* Task item:
Once the images are set aside, write out the rest of the records exactly.

#### Information supplied ####

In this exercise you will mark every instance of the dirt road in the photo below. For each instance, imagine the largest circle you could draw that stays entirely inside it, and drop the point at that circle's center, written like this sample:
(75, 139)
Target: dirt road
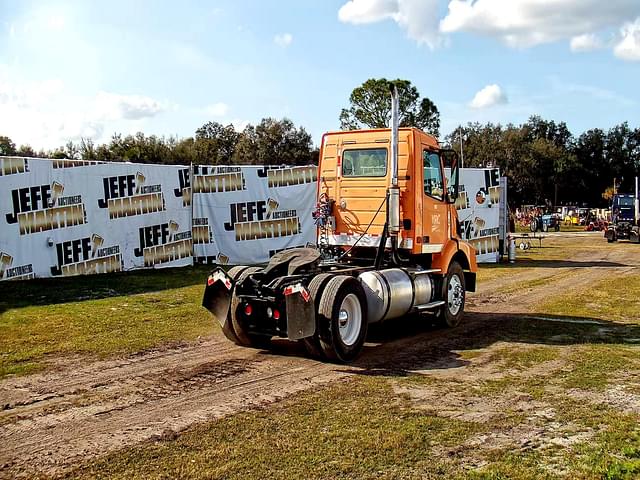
(51, 422)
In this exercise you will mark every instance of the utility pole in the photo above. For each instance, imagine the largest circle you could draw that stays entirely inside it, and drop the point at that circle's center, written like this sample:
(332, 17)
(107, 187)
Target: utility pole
(461, 149)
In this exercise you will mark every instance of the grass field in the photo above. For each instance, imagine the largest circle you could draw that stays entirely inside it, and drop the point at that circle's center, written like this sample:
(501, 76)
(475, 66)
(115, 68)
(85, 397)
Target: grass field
(548, 393)
(123, 313)
(116, 314)
(564, 403)
(100, 316)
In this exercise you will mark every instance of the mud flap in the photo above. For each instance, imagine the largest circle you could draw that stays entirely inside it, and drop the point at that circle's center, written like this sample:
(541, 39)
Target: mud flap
(470, 281)
(610, 234)
(217, 294)
(301, 315)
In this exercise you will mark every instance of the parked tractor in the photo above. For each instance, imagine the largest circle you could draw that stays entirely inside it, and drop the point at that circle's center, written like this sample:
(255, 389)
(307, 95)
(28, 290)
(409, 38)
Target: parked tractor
(625, 219)
(389, 245)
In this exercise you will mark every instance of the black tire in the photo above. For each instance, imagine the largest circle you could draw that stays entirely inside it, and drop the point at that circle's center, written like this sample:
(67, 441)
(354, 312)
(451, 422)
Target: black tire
(340, 294)
(244, 338)
(316, 286)
(227, 326)
(450, 315)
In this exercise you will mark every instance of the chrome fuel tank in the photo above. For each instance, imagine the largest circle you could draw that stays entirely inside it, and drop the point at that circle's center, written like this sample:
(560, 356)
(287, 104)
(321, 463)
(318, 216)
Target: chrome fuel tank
(393, 292)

####

* Result of this task:
In this exercise you will mark every instance of the dirt road in the photo below. For each instance, imagine the largest circle you could draw that stays entirely inside it, and drop the point at that circle's center, written like this sample:
(75, 139)
Target: dirt road
(51, 422)
In this exercise you will mark every instance of the utility pole in the photo above. For each instance, imagine the largest circle you could draw that stays entirely inside it, and drop the point at that circle's center, written like this sample:
(332, 17)
(107, 187)
Target: utility pole
(461, 149)
In this exercise you will mark every instance of the grass field in the photo above. For each instance, imagine the largest circle you could draw that stays entirely inside it, and drop the point at that circle's center, written like this sample:
(501, 76)
(475, 66)
(115, 68)
(85, 397)
Target: grass field
(548, 393)
(123, 313)
(116, 314)
(564, 403)
(100, 316)
In this exercise you will mark every instance of the mud flap in the photo above. For each instance, imagine the largest circle you could draw that stays entirely inside it, and drop the point at that circle's center, written like this sample:
(541, 39)
Target: mud flap
(470, 281)
(610, 234)
(217, 294)
(301, 315)
In this exercise you will mark every instance of the parked tractor in the photo above. For each instance, imagine the largest circle you could draw that stays entirely inside it, and drop the point at that circle's center, written like this sample:
(255, 389)
(307, 95)
(28, 290)
(409, 38)
Target: parked tractor
(625, 219)
(389, 245)
In this exercise you will mark every instance of the black tire in the photo above. For each instance, imagine the largest circle you could draw that stays entirely inside it, and drop the point at that circle's center, written like this sample:
(67, 441)
(354, 312)
(451, 422)
Target: black tire
(340, 294)
(244, 338)
(316, 286)
(227, 326)
(450, 315)
In this exercise you will mark every instance of the chrome fuel tank in the photo above. For each instance, imagine the largest circle you could draw that stays entirely inside it, and drop the point at that circle's center, written like this sample:
(560, 356)
(287, 104)
(321, 463)
(318, 216)
Target: chrome fuel tank
(393, 292)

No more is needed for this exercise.